New Orleans was founded in 1718 and is the largest city in Louisiana. Because of the extreme heat and humidity, the best time to visit New Orleans is generally January through March. The famous Mardi Gras Carnival starts Twelfth Night (feast of Epiphany) in early January and picks up momentum until midnight on 'Mardi Gras', the day before Ash Wednesday, known as 'Fat Tuesday'.
We missed the big bash and instead arrived in June, just in time to enjoy the beautiful blooms of the 15 to 20-foot-tall, pink and white Crepe Myrtles (Lagerstroemia indica) that adorned the city's streets and gardens.
The French Quarter
First Stop: Bourbon Street
Our accommodations were in the historic French Quarter, a short trolley ride from the nearby Garden District. It seemed natural to start our New Orleans sight seeing at the historic landmark--Bourbon Street--since it is located in the French Quarter. A favorite of the world, Bourbon Street became the city's hub in 1718.
Be prepared if you're planning to take your children, prudish mother or grandmother for a walk down Bourbon street. There are some noteworthy shops and restaurants, but for the most part you may see bars, sex shops and people who had a few too many (at least they did the day we visited). Relief came as we turned the corner and saw families, horse and carriage rides and fine antique shops lining Royal Street, a block away.
The city's charm continued on the other nearby streets, along with tours, shops, restaurants, Jackson Square, River Walk, Harrah's Casino and other New Orleans attractions, including The French Market.
The French Market
The French Market is America's oldest open air market, featuring T-shirts, souvenirs, jewelry, food, produce and a small garden shop. In the garden shop we found different varieties of cacti and four colors of Plumeria (Plumeria rubra). Our June visit coincided with the harvest of southern Louisiana's Creole tomatoes, which chefs were quick to feature on their menus.
Aside from the renowned Cajun cuisine, art and jazz found in the French Quarter, my absolute favorite attraction was the ornate, decorative iron works that embraced the balcony and verandah gardens.
NOLA Balcony Gardens
The magnificent style of the cast iron can be found on ornate, decorative iron works surrounding balcony and verandah gardens throughout the French Quarter, truly historic treasures unique to the city. In New Orleans, the cast iron industry started in 1825 when Leeds Iron Foundry was established. Large quantities of decorative railings, gates, garden tables and chairs, fountains and other cast iron products were produced, especially in the 1850s. High production meant plenty of jobs for ironworkers such as founders, blacksmiths, pattern makers and moulders, which flourished up until the Civil War. Ornamental ironwork has a long history of tradition in New Orleans.
We viewed many beautiful garden hanging baskets cascading from the decorative balconies.
It was difficult to identify some of the balcony plantings because they were so high up; we did notice plenty of ferns, tropical hibiscus and Mandevilla splendens. Agapanthus, live oaks, palms, elephant ears, flowering banana and gingers are just a few more of the over 500 plant species reported on Dave's Garden to grow well within 20 miles of New Orleans.

= = = =

• **Objective 1**:
Reproduce the passage of the New Orleans text between "We viewed many" and "of New Orleans.", inclusive.

• **Information given**:
= = = =

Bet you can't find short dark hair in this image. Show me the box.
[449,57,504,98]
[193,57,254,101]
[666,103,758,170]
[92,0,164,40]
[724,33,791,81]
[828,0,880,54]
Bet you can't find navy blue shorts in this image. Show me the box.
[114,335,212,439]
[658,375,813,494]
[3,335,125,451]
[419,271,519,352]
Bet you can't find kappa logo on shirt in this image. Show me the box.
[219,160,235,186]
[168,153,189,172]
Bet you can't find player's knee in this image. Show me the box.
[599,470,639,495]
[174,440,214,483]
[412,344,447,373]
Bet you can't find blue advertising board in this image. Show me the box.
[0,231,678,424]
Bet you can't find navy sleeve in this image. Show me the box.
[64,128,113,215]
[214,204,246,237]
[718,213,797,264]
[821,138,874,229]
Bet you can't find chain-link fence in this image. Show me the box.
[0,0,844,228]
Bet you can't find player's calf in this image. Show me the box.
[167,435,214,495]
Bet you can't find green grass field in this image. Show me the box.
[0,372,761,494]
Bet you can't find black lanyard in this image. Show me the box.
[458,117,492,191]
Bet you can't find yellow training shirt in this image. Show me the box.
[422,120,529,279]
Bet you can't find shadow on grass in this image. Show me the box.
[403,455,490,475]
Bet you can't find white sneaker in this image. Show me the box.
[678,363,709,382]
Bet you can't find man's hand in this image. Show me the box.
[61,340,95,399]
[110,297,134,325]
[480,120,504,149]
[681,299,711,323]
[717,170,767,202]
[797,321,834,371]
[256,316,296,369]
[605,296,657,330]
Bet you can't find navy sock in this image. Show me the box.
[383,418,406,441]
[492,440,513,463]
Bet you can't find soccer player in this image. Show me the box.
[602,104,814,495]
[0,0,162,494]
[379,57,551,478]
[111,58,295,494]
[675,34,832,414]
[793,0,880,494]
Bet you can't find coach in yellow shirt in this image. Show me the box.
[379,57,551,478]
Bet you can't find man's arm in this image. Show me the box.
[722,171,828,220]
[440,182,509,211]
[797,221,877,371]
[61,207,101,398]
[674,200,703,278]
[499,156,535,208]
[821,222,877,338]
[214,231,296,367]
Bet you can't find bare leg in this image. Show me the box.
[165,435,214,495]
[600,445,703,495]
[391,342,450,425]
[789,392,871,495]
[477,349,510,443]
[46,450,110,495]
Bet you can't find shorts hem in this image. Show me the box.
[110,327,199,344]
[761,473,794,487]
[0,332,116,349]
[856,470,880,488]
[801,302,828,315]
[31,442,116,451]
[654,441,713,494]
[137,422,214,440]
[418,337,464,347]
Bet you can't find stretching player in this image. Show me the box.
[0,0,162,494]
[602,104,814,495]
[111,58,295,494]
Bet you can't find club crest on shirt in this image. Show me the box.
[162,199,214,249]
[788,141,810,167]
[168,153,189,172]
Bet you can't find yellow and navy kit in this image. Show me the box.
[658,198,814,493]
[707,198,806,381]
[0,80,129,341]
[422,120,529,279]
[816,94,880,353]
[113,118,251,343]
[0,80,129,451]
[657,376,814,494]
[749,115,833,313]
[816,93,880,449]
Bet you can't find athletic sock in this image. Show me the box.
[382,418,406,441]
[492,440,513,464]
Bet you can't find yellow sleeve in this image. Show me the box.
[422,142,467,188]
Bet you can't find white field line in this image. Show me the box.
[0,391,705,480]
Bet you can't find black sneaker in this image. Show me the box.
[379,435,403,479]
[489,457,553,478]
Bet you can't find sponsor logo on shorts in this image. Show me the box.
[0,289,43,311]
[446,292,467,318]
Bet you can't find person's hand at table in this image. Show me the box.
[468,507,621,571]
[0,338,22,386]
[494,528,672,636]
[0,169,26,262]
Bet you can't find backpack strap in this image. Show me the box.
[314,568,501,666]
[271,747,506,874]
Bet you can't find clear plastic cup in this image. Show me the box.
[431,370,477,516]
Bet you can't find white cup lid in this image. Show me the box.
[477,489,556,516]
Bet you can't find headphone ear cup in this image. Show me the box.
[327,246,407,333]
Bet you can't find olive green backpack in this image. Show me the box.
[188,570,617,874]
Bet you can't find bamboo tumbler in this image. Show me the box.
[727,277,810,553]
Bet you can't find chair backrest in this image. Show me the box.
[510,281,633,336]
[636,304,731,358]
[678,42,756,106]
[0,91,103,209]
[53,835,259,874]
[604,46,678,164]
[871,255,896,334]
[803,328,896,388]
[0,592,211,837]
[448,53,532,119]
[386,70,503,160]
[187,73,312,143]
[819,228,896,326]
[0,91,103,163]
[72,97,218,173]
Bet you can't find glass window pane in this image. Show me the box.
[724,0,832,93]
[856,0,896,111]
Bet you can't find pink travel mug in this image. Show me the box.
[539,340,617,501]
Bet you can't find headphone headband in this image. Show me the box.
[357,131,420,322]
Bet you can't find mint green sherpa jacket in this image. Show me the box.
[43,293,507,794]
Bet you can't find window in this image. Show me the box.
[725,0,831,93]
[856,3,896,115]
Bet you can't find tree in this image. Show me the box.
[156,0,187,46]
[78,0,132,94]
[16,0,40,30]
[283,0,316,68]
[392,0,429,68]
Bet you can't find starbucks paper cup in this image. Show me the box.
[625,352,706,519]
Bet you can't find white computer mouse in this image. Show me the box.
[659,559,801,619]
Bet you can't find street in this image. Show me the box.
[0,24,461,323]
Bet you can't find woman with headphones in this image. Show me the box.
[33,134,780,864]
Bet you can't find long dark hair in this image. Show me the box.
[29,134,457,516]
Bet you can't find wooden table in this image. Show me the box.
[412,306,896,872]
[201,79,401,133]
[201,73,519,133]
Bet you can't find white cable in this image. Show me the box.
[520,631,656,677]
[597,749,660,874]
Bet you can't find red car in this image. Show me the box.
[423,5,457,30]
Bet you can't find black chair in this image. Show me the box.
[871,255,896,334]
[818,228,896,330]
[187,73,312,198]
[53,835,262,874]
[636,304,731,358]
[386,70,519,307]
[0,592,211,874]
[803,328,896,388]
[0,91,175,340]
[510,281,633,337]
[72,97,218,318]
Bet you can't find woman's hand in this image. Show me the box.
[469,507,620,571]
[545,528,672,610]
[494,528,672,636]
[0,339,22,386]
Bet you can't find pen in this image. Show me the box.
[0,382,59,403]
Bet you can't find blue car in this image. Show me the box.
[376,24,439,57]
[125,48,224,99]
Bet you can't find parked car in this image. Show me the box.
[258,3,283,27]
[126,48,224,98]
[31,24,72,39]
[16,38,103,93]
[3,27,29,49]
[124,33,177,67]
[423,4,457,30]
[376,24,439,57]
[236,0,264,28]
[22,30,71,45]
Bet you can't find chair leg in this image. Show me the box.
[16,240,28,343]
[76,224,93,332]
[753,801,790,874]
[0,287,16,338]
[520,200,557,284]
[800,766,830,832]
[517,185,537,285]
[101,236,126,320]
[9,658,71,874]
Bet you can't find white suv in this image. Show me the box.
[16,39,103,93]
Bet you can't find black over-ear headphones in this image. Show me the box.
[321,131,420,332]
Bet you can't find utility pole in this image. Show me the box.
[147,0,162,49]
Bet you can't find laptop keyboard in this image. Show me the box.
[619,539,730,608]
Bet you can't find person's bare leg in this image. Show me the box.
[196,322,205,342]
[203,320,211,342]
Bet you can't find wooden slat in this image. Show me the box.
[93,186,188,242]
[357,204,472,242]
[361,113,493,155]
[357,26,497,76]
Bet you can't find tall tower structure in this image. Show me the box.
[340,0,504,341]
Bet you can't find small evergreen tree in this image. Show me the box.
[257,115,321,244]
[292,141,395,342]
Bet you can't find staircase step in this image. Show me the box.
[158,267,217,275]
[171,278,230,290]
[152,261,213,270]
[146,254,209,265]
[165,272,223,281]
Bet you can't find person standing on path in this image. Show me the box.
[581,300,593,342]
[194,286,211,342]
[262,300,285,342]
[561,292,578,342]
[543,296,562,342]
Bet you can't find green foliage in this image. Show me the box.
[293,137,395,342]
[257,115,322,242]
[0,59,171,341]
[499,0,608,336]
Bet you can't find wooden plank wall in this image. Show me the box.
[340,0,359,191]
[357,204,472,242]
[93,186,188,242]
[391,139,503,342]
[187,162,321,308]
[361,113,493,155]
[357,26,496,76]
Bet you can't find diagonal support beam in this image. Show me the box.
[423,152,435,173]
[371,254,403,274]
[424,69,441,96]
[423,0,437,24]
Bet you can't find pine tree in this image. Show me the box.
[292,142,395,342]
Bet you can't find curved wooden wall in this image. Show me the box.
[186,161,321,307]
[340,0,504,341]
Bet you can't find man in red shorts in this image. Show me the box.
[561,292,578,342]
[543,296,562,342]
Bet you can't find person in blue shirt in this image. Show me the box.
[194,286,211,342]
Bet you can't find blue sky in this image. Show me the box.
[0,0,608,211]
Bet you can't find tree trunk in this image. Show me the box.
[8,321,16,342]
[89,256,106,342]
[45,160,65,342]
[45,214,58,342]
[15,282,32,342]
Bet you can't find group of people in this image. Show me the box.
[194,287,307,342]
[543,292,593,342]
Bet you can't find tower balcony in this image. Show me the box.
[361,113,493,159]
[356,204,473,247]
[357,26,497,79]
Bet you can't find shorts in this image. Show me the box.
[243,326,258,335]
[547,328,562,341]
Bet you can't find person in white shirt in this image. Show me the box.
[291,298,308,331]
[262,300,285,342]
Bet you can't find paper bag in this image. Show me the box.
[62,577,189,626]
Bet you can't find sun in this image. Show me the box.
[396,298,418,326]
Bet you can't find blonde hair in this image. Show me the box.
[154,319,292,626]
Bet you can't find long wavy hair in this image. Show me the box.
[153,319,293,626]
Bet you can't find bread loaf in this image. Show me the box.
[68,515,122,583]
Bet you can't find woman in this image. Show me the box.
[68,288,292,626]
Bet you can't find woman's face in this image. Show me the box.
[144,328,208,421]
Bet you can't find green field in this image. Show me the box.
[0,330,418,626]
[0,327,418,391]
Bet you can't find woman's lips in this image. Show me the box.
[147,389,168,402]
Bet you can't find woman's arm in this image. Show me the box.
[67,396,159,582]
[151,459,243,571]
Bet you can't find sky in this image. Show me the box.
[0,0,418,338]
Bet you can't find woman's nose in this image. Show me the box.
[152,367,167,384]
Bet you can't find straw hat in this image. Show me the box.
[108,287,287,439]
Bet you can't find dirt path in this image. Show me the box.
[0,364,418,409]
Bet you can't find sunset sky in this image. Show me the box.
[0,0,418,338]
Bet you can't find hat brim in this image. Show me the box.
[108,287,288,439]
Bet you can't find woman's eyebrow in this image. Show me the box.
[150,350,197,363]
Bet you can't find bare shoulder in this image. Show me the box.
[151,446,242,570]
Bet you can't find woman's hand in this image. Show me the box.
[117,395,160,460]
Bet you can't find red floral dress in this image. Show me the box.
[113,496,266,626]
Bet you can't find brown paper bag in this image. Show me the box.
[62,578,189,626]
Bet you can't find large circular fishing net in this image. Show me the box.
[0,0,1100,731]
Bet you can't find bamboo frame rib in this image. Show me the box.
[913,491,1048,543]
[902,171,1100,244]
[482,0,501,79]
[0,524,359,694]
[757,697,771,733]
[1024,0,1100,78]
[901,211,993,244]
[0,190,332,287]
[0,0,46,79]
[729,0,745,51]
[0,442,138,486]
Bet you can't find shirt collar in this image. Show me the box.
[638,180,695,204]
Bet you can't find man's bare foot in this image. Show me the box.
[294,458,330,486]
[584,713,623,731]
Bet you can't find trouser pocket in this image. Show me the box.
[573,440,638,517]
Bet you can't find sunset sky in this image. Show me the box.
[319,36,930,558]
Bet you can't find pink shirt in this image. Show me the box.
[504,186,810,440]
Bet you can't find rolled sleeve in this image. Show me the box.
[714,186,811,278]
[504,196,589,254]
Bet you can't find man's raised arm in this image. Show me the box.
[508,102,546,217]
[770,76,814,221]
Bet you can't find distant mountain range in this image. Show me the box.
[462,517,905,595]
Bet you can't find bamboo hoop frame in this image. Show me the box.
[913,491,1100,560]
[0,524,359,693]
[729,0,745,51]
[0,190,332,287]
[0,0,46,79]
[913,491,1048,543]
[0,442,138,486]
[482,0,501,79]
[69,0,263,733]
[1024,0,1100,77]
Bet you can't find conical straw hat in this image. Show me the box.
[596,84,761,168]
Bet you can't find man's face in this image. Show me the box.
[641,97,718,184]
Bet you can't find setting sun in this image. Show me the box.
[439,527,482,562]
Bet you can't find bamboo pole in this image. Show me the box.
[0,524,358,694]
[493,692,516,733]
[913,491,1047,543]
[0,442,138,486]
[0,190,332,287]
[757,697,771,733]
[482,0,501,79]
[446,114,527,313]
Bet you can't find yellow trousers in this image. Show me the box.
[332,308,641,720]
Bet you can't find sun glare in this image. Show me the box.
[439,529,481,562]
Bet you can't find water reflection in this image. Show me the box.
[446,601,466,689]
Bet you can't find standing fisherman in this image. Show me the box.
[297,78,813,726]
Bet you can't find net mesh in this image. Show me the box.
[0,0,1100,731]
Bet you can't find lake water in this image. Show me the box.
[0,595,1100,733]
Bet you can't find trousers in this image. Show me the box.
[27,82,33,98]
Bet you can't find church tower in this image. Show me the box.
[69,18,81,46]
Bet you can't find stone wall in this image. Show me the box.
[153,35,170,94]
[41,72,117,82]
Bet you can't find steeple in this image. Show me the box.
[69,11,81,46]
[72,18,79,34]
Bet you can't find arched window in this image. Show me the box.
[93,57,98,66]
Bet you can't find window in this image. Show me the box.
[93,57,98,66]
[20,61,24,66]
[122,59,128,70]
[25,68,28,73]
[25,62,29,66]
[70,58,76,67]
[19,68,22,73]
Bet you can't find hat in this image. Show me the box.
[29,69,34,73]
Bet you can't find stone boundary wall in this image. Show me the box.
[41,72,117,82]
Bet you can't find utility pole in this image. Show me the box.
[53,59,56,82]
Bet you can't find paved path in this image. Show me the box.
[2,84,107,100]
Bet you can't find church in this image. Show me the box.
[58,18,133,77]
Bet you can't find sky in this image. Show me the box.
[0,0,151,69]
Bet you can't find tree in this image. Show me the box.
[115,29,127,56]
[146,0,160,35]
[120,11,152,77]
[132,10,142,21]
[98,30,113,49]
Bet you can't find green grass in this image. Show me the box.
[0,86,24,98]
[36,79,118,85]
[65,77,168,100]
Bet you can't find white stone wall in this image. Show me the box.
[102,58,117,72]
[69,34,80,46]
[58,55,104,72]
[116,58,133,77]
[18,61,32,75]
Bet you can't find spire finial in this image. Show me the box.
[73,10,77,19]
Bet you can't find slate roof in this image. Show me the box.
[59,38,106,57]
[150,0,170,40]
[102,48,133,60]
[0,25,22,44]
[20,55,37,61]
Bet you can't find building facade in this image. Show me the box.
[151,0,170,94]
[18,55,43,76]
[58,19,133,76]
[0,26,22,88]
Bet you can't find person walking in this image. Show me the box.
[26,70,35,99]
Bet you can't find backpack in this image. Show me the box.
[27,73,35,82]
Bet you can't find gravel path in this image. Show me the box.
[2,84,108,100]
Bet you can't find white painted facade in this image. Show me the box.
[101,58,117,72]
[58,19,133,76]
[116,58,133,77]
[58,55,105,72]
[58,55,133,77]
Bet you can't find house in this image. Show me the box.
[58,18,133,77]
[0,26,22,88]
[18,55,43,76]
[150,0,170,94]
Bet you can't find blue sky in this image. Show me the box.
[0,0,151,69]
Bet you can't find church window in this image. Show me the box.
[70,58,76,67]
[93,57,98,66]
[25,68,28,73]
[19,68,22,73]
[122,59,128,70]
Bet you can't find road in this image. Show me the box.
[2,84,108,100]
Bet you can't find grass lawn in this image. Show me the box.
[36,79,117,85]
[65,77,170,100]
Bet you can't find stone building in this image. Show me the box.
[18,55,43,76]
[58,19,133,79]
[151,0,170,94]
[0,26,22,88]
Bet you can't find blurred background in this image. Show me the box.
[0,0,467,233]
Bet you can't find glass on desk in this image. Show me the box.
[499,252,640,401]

= = = =

• **Objective 2**:
Arrange the rows between the lines holding "Bet you can't find bamboo hoop" and "[439,529,481,562]", inclusive, as a JSON list of strings, one string per line, leaving out blank lines.

• **Full output 1**:
We viewed many beautiful garden hanging baskets cascading from the decorative balconies.
It was difficult to identify some of the balcony plantings because they were so high up; we did notice plenty of ferns, tropical hibiscus and Mandevilla splendens. Agapanthus, live oaks, palms, elephant ears, flowering banana and gingers are just a few more of the over 500 plant species reported on Dave's Garden to grow well within 20 miles of New Orleans.

• **Full output 2**:
[
  "Bet you can't find bamboo hoop frame in this image. Show me the box.",
  "[913,491,1100,560]",
  "[0,524,359,693]",
  "[729,0,745,51]",
  "[0,190,332,287]",
  "[0,0,46,79]",
  "[913,491,1048,543]",
  "[0,442,138,486]",
  "[482,0,501,79]",
  "[69,0,263,733]",
  "[1024,0,1100,77]",
  "Bet you can't find conical straw hat in this image. Show me the box.",
  "[596,84,761,168]",
  "Bet you can't find man's face in this image. Show me the box.",
  "[641,97,718,184]",
  "Bet you can't find setting sun in this image. Show me the box.",
  "[439,527,482,562]",
  "Bet you can't find bamboo pole in this image. Show me the box.",
  "[0,524,358,694]",
  "[493,692,516,733]",
  "[913,491,1047,543]",
  "[0,442,138,486]",
  "[0,190,332,287]",
  "[757,697,771,733]",
  "[482,0,501,79]",
  "[446,114,527,313]",
  "Bet you can't find yellow trousers in this image. Show me the box.",
  "[332,308,641,720]",
  "Bet you can't find sun glare in this image. Show me the box.",
  "[439,529,481,562]"
]